[Stored entries]
= = = = =

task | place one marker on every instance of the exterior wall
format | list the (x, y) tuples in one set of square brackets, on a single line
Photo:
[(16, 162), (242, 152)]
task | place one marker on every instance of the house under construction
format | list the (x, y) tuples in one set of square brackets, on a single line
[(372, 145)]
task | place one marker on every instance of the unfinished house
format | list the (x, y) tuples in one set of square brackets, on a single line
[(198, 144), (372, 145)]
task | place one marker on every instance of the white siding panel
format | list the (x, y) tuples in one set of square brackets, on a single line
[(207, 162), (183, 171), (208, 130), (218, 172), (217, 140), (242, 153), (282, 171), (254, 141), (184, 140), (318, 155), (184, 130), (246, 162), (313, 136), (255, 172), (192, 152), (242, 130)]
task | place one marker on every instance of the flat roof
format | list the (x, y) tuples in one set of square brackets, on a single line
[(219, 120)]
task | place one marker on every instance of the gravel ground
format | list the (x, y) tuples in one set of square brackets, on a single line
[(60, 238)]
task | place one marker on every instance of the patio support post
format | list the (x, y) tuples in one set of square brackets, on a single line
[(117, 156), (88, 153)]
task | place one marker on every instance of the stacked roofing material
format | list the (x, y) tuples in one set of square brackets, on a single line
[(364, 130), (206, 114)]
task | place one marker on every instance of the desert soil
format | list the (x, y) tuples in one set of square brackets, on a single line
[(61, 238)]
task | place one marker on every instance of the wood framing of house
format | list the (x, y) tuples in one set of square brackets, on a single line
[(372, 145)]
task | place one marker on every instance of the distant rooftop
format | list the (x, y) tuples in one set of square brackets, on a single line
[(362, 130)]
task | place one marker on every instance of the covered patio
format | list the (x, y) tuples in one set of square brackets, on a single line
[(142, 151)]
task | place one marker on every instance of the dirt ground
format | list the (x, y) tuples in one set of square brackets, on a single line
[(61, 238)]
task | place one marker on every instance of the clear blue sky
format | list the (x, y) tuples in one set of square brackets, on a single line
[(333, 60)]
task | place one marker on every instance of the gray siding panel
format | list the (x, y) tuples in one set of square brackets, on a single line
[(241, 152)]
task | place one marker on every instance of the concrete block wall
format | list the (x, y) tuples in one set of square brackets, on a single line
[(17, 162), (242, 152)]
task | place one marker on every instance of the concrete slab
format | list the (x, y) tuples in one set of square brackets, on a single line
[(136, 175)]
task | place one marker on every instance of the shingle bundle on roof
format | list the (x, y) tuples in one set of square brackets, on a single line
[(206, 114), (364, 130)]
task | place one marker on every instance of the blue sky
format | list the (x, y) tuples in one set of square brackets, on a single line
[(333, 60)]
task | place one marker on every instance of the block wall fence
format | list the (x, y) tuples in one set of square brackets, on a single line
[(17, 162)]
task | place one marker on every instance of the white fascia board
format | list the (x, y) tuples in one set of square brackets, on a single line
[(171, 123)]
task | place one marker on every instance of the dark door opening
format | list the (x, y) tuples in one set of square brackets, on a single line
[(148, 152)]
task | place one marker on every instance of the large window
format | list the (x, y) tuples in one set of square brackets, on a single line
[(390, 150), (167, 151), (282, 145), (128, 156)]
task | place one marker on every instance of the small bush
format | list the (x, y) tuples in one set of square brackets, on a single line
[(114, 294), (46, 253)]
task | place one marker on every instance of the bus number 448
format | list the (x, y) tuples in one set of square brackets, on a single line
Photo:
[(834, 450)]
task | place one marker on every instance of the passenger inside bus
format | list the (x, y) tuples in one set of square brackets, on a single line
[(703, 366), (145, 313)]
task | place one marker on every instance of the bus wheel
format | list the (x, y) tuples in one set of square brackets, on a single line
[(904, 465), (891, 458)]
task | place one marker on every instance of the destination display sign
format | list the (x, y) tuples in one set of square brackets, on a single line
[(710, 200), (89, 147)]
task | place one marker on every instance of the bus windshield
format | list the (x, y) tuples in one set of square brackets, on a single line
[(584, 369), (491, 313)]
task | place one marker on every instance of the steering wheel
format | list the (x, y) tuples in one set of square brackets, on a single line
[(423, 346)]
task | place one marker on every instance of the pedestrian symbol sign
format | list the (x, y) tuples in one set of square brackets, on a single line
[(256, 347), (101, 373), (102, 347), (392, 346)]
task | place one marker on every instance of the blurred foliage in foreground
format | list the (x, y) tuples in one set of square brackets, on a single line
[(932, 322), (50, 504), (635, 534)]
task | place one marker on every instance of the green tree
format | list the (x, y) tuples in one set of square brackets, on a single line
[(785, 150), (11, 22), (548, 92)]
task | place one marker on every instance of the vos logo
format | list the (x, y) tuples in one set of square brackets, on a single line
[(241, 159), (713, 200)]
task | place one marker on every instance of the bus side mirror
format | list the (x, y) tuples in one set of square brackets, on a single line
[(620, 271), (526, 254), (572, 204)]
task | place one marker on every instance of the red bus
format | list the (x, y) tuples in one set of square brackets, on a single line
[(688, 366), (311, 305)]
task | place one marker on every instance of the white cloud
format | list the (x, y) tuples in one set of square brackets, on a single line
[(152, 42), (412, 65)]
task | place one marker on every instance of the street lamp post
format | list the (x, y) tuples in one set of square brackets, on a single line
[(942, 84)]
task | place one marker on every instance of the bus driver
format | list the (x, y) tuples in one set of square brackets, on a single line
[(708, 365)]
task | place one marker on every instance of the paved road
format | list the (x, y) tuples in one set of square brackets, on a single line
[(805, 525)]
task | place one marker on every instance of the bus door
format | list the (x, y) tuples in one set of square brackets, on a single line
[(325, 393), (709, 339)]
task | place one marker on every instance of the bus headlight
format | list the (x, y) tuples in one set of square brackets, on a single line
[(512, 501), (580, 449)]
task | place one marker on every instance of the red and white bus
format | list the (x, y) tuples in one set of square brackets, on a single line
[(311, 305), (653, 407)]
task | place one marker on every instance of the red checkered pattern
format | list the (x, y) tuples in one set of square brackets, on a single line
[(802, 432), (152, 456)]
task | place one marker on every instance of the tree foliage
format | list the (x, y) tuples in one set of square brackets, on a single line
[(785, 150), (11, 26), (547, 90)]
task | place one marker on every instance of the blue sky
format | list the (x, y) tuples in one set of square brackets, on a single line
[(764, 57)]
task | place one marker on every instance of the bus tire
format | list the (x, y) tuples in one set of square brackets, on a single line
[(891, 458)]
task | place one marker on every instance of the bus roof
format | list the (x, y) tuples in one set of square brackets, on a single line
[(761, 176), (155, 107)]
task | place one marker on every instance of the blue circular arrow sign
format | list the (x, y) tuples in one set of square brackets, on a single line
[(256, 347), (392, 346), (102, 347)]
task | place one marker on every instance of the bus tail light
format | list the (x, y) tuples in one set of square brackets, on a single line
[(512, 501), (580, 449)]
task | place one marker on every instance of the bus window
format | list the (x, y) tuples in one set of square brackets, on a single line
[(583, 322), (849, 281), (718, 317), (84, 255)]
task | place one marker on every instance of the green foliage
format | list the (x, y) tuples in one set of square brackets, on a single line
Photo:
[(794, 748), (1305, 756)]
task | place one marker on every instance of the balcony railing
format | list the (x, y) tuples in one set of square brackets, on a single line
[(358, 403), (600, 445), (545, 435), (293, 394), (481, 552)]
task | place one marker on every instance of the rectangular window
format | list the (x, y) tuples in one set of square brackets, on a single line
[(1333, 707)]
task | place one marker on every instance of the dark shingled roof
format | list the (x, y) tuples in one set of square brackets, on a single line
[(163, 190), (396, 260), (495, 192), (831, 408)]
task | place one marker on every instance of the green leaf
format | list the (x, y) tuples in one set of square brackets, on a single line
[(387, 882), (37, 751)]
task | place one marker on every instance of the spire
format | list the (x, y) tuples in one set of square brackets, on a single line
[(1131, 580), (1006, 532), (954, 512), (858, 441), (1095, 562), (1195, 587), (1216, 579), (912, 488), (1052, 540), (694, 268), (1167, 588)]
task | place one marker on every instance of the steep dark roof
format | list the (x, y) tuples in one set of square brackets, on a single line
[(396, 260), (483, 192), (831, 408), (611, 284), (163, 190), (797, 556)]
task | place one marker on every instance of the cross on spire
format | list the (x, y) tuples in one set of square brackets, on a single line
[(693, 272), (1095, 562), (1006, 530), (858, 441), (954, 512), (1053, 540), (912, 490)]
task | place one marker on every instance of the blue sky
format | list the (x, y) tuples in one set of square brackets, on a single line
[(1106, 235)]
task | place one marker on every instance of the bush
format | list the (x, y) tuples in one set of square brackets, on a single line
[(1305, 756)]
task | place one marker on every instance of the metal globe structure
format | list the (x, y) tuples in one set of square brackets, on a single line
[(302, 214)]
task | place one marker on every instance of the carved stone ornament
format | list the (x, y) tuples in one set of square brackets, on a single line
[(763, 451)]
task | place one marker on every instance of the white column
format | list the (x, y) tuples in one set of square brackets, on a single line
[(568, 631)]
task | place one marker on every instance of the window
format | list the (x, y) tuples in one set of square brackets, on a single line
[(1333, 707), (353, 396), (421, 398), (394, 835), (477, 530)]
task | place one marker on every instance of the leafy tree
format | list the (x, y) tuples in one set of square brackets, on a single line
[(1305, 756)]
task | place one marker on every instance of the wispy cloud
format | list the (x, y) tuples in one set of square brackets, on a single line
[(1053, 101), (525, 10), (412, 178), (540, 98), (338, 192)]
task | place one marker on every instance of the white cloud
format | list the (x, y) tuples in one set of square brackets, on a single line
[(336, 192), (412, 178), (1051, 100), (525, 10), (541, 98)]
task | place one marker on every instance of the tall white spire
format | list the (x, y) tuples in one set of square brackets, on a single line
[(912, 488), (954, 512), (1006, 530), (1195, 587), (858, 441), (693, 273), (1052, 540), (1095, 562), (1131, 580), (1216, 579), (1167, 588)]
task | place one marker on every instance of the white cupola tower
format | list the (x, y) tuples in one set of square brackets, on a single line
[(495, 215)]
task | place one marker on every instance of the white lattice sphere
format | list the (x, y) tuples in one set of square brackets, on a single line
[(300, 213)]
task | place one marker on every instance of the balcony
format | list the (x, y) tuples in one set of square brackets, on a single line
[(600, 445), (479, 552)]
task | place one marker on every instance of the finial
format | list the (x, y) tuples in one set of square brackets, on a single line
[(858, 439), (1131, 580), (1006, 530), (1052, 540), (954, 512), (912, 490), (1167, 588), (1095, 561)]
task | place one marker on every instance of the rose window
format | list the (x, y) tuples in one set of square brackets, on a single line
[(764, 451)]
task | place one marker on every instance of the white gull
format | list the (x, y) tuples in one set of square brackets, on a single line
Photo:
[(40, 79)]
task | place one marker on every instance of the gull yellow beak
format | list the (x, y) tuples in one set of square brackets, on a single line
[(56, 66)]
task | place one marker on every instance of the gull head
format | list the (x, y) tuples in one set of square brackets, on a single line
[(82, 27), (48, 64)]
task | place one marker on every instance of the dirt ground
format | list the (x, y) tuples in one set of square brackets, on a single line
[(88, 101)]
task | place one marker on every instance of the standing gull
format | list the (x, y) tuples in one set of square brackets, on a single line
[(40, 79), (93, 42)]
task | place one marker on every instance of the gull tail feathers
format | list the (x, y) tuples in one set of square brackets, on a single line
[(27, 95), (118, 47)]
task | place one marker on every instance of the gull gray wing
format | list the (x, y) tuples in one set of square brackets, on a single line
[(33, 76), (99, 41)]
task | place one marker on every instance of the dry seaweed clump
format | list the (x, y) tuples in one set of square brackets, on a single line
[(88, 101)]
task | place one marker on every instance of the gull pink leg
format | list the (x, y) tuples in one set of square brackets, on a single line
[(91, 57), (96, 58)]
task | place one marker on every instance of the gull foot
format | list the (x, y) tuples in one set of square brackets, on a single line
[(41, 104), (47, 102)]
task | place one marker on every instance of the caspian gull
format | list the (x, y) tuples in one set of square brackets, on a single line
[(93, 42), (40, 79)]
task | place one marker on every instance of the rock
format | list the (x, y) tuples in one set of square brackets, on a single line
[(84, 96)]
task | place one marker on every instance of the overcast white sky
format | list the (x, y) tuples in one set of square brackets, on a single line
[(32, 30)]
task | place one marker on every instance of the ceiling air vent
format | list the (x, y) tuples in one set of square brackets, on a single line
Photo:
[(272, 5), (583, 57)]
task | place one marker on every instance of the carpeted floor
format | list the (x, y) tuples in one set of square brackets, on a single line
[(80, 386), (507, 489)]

= = = = =

*WORK TO COMPLETE*.
Put the lines from the line containing "task | place one marker on every instance of the passenger" through the line containing "[(904, 465), (891, 458)]" into a JSON list of strings, one string per line, with blank lines omitted.

*SOLUTION TO THIS EXERCISE*.
[
  "task | place one marker on every instance of the passenger inside bus",
  "format | list the (x, y) tuples in one set of square brackets, on a single line",
  "[(703, 366), (145, 313)]",
  "task | place one marker on every instance of the bus wheel",
  "format | list the (x, y) tuples in one set of square brackets, on a single line",
  "[(904, 465), (891, 458)]"
]